DATA TO EXAMINE

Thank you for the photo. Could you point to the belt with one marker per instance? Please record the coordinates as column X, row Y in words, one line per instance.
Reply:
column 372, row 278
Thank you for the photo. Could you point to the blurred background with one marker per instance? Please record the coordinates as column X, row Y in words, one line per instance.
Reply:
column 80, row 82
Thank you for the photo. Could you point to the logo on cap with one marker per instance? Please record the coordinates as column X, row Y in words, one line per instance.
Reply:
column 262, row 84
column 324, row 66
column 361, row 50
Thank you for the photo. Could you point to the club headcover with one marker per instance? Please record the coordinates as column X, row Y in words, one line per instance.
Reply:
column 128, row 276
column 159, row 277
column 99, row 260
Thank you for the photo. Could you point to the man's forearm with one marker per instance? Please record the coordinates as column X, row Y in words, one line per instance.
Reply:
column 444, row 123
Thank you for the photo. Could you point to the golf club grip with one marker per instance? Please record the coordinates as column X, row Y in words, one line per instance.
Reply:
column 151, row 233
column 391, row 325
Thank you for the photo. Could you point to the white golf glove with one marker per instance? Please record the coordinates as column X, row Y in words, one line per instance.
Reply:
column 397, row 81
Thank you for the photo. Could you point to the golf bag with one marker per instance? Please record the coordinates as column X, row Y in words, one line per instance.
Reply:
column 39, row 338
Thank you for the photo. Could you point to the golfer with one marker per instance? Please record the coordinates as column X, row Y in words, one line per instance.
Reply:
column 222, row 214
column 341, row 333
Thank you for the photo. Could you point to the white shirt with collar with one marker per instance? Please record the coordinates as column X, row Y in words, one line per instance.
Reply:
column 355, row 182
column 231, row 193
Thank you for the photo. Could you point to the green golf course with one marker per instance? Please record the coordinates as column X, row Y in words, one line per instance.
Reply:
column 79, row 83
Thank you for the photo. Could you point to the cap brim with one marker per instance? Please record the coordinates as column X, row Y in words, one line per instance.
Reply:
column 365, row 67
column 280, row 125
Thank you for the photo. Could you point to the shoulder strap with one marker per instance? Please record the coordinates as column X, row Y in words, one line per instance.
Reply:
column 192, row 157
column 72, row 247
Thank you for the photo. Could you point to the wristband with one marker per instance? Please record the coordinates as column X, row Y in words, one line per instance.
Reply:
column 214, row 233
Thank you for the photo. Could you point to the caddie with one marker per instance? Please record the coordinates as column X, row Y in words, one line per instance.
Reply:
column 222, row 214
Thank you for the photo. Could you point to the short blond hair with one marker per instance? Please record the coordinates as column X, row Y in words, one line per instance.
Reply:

PROBLEM TO SOLVE
Where a line in the material contains "white", copy that line.

TASK RESPONSE
Thank you for the photo. Could you point to the white golf glove with one marker per instance? Please record the coordinates as column X, row Y in words, one line per instance.
Thank you for the photo. Could you point to the white shirt with collar with one marker per instance? Please record the coordinates as column X, row Y in words, one line per instance.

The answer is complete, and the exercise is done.